To do
Reproduce the material below line for line, without changing any wording. Leave out the pictures.

Records shown
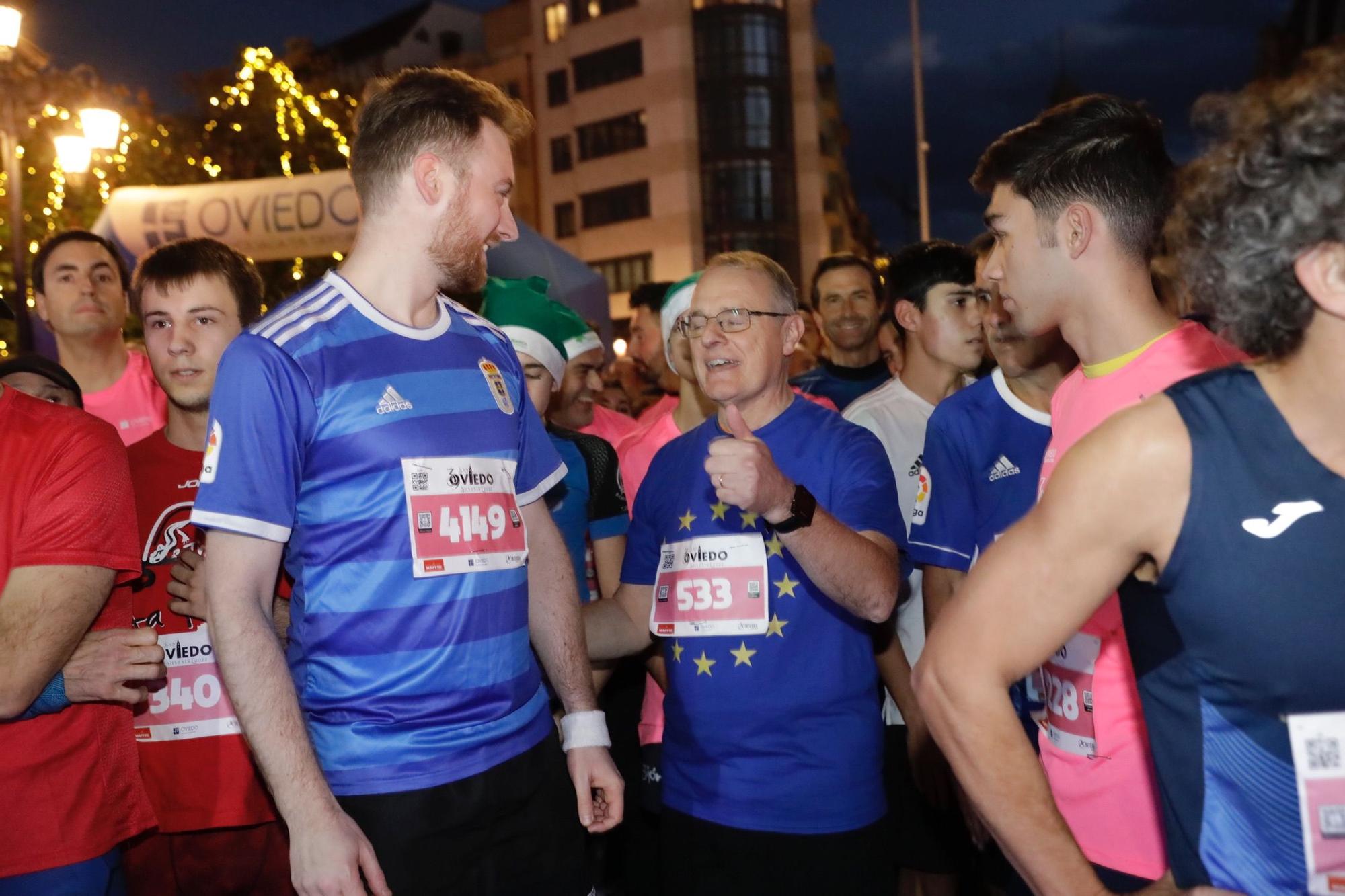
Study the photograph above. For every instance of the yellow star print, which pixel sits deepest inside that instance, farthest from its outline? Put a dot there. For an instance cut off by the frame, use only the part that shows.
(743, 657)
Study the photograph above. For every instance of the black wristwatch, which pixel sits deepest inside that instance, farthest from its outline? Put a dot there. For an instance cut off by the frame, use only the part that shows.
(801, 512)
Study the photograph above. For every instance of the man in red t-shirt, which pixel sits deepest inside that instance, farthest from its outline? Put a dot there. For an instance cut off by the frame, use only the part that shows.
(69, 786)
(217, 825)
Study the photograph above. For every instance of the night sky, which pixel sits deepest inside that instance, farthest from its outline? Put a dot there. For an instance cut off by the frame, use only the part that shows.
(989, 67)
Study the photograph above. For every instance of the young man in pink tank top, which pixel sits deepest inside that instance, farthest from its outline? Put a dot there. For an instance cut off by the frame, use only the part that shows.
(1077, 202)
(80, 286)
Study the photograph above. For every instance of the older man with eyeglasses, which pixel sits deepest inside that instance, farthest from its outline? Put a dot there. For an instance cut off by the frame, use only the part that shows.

Reply
Study the photograph above. For every instance of the yellow star print, which pixel sits deepest inside that instance, farthest from its outline? Put a dot there. For an instance cut off by the frame, use only the part that shows.
(743, 657)
Study the photograph above. For every instance of the black wristwatch, which pixel sits deepest inside that instance, farthest from its outline? Put a dot there. For an instance cut off by the frame, use only the part that shows.
(801, 512)
Study the photograph above. For every instance of the man in red t-shirt, which pixel sits deepest inside that instance, farthest from its outline? Put a dot there. For an instance cut off by the frame, use only the part that shows.
(69, 786)
(217, 825)
Study the photograph above. For every instance of the night sky, which pixel sits deepest inside that instance, farthest from its outline? Put a dot there. For an instance cut off by the frame, use only the part that shows.
(989, 67)
Study the photograph above. For every instance of the young man in pink tank top, which pixel sits deepest inside that instance, farthest from its outline? Put a dot there. For an instance cut off by the frame, use only the part that shows.
(1077, 202)
(80, 286)
Study the photograph above. For every instance of the older man with eyeglasses, which pixel sits deepest inside that instance, farthest from its outline? Put a dot there. For an instance cut off by the frame, use only the part that shows.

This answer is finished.